__Work item__. Give back the line in the listing below that contains "of the hanging" and all remaining lines, retyped exactly, through the last line.

__Data to process__.
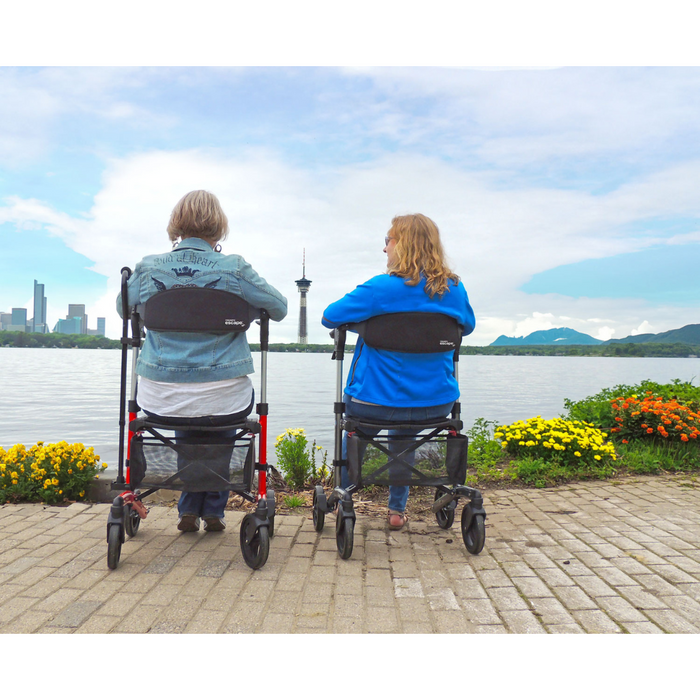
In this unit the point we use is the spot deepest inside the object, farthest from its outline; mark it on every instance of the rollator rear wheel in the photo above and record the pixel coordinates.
(131, 521)
(446, 515)
(318, 515)
(256, 549)
(344, 536)
(114, 546)
(474, 536)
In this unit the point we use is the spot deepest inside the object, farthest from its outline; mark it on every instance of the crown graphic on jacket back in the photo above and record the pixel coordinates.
(185, 271)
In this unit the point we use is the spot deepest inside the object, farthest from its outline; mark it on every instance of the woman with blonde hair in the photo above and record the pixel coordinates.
(198, 378)
(402, 387)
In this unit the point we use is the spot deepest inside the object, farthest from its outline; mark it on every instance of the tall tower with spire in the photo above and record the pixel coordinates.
(303, 286)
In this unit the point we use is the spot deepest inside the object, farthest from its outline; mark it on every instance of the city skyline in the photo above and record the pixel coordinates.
(75, 321)
(565, 197)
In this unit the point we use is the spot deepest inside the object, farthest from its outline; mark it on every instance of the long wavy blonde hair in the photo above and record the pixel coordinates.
(419, 252)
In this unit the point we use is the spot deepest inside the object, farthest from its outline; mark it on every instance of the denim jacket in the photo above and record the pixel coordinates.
(198, 357)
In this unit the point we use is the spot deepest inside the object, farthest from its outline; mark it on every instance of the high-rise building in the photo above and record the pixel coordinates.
(69, 325)
(303, 286)
(38, 324)
(18, 321)
(78, 310)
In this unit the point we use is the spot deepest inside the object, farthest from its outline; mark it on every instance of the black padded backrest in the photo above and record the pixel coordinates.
(197, 310)
(410, 332)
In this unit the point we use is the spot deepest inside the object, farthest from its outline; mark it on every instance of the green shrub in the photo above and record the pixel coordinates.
(293, 457)
(297, 461)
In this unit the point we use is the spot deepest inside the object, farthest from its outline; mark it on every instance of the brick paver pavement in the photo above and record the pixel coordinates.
(607, 557)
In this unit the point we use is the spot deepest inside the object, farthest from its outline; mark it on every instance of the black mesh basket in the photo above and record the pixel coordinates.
(192, 464)
(393, 461)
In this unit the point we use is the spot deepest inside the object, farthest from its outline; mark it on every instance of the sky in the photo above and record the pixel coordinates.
(565, 196)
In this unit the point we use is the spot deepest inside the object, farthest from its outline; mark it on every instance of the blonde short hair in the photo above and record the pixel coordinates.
(198, 215)
(419, 253)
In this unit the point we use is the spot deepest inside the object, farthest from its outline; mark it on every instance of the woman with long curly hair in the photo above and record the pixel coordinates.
(393, 386)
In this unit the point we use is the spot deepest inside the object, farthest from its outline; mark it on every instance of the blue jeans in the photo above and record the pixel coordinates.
(398, 495)
(205, 504)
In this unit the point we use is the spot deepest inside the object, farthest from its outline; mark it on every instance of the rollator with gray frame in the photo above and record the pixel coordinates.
(419, 453)
(157, 458)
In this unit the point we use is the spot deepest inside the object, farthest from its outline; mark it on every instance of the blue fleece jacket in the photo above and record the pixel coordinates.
(400, 379)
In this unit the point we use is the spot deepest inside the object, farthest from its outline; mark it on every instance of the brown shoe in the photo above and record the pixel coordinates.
(188, 523)
(214, 524)
(396, 520)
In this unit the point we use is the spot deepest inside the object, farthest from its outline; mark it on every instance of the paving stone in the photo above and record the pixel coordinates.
(522, 622)
(75, 614)
(507, 599)
(596, 622)
(672, 622)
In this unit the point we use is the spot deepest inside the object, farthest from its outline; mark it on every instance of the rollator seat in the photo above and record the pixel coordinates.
(139, 424)
(352, 424)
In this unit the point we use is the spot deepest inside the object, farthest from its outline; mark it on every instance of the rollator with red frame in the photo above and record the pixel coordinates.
(416, 453)
(157, 458)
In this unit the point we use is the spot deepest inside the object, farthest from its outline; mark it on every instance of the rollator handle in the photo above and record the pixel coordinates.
(338, 335)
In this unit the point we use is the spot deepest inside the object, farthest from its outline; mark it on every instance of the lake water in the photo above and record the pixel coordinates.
(73, 395)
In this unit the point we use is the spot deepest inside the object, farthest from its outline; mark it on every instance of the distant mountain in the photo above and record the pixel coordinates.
(554, 336)
(688, 334)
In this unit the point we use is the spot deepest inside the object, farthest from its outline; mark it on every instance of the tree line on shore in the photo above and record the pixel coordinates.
(18, 339)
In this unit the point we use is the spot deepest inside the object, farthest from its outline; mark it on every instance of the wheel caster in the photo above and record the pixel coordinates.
(256, 546)
(474, 536)
(445, 516)
(114, 546)
(344, 534)
(319, 515)
(132, 520)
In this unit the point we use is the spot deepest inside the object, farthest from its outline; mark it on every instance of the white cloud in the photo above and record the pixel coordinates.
(605, 333)
(496, 239)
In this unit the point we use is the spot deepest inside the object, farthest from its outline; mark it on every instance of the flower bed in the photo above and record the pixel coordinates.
(49, 473)
(654, 418)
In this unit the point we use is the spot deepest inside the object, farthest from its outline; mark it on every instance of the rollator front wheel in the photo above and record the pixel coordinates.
(131, 521)
(114, 546)
(344, 536)
(255, 548)
(445, 516)
(318, 514)
(474, 536)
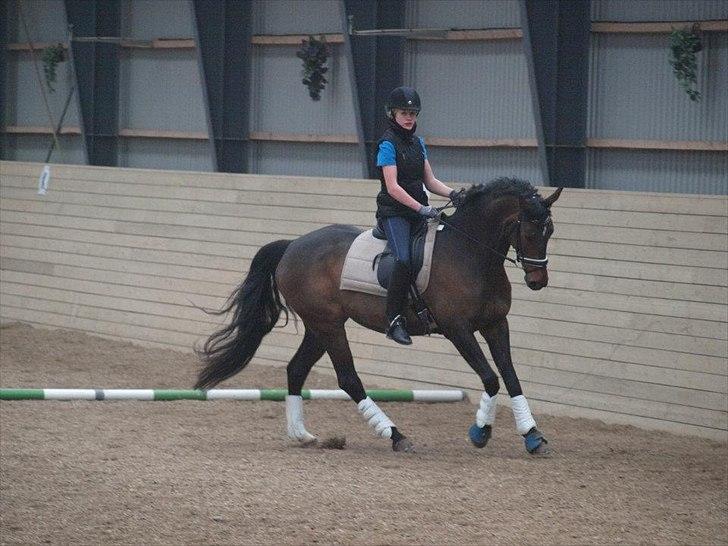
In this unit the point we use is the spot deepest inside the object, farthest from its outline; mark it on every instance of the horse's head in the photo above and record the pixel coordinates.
(530, 236)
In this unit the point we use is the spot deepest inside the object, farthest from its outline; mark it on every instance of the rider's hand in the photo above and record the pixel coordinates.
(457, 197)
(429, 212)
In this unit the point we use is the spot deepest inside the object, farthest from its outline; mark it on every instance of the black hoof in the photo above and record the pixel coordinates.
(536, 444)
(403, 445)
(479, 436)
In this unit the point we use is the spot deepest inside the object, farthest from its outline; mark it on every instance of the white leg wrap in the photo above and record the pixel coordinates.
(522, 414)
(486, 411)
(294, 417)
(376, 418)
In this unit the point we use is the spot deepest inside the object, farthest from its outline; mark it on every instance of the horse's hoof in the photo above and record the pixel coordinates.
(404, 445)
(480, 435)
(536, 443)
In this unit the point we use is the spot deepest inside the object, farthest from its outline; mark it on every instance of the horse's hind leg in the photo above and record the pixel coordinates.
(338, 348)
(498, 339)
(310, 351)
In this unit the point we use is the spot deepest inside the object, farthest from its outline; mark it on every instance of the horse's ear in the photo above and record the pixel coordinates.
(551, 199)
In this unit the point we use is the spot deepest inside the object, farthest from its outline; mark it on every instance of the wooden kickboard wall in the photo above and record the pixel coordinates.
(632, 329)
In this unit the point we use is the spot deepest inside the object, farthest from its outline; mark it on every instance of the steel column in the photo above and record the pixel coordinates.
(4, 40)
(224, 29)
(556, 36)
(375, 68)
(97, 75)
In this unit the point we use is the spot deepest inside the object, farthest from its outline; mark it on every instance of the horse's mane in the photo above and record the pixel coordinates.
(504, 186)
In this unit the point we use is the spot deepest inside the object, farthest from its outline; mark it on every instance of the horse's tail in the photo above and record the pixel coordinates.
(256, 306)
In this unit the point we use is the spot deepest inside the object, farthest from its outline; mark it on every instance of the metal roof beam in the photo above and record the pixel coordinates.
(375, 67)
(224, 30)
(556, 42)
(97, 76)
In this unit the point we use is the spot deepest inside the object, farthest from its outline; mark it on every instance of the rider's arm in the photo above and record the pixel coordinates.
(397, 191)
(386, 159)
(433, 184)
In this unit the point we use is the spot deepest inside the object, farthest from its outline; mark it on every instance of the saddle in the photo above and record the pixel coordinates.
(369, 262)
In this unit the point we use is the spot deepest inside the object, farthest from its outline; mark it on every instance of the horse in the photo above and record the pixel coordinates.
(468, 292)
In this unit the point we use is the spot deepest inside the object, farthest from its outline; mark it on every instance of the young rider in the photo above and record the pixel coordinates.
(402, 202)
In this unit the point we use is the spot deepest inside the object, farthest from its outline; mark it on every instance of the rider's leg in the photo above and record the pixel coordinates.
(397, 230)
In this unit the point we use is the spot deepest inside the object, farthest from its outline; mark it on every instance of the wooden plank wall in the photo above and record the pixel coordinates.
(632, 329)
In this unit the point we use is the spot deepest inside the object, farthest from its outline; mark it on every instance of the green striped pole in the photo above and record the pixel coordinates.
(381, 395)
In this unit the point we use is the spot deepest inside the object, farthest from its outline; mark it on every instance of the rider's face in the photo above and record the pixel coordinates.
(405, 118)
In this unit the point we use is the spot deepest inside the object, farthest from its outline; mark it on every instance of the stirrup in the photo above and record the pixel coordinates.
(397, 331)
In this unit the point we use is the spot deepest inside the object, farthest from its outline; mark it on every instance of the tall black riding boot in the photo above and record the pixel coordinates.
(399, 281)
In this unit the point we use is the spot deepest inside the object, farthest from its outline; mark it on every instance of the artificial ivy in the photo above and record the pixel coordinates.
(314, 53)
(52, 56)
(684, 44)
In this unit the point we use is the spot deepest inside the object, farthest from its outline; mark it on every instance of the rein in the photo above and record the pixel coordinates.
(520, 258)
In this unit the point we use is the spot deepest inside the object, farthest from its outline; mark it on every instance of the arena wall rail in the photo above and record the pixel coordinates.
(633, 328)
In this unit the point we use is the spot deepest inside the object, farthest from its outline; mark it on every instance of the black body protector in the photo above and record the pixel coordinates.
(410, 173)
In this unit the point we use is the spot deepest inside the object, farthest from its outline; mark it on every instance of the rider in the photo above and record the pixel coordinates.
(402, 202)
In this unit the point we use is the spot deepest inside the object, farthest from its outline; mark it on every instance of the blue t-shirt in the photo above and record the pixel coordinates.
(387, 156)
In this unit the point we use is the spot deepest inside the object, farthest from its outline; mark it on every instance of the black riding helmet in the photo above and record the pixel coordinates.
(403, 98)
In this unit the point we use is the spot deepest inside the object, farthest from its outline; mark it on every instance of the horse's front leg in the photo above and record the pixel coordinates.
(468, 347)
(498, 339)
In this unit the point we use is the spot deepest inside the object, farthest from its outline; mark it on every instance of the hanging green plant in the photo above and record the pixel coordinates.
(684, 44)
(314, 53)
(52, 56)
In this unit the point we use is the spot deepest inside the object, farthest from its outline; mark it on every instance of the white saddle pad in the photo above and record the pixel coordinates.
(358, 274)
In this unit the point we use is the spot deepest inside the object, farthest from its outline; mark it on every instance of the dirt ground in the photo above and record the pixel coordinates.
(223, 472)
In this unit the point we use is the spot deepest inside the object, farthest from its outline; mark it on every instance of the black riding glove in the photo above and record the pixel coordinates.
(429, 212)
(457, 197)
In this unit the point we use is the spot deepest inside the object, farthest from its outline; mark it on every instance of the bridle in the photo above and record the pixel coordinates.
(525, 260)
(520, 257)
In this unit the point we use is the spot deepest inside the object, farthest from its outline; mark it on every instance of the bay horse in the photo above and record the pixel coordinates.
(468, 292)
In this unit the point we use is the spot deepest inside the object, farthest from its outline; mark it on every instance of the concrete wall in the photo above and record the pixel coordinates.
(632, 328)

__Solution to the exercise__.
In this unit the point we use is the spot deepest inside the object, farthest from its outline; mark it on every instance of the hanging green plant in the photo above and record the pixel coordinates.
(684, 44)
(314, 53)
(52, 56)
In this unit the point we use is the spot deepest inside the object, farthest from its outline; mark it on every instance of the white saddle pad in the photo above and record the pixel coordinates.
(358, 274)
In this unit the point we use is the spot deepest inside the object, farthest from its outline; mark it on every instance of the dirt ground in the photo above and record the pixel coordinates.
(223, 472)
In this unit the point we use is the spot deepest inside the object, farthest from its outline; mark it on every instance of the black riding glove in the photo above and record the pixel coordinates.
(429, 212)
(457, 197)
In this unit the point we use is the spot deepest inside the object, farthest from its outline; mark it on every instance of the bridle in the photo above and record the pixel coordinates.
(525, 260)
(520, 257)
In this unit the point we use is the spot deepest inside the object, farthest from its outline; mark it on every instance of the bay horse in the photo above and record the pixel coordinates.
(468, 292)
In this unit the point we use is the spot deepest inside the object, farthest from its outline; mark it on every instance of the concrete wall in the photo above and record the pixel coordinates.
(632, 328)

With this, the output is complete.